Input data below:

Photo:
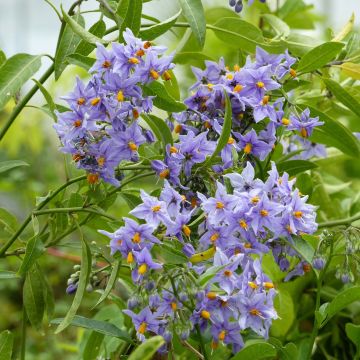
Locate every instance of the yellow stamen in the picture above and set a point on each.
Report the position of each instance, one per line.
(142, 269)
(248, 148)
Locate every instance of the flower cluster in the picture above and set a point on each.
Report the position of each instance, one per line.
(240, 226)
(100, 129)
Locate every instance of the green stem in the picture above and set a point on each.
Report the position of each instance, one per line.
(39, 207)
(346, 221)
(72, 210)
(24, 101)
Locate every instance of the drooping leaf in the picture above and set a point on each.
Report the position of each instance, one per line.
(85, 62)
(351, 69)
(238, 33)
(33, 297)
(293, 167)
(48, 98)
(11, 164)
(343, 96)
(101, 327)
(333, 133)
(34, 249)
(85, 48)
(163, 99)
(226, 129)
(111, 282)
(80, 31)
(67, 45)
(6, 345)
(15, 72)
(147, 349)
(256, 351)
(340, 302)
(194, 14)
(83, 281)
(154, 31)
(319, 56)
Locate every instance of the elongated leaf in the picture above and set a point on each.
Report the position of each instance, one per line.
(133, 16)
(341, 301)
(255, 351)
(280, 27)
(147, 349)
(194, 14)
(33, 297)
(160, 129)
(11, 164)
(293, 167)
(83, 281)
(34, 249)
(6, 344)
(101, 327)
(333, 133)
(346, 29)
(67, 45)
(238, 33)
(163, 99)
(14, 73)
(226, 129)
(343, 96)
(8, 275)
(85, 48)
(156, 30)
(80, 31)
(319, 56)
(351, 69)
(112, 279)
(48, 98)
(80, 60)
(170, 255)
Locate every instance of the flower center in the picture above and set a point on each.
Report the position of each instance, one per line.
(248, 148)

End of Input data.

■ **Task to carry out**
Check each line above for the word "leaf" and copy the ones that have it.

■ **Response**
Locate every instance of the drooping leaf in the picture above and set a point on each.
Locate every instance of the elongated leaf in the picture above and set a point on each.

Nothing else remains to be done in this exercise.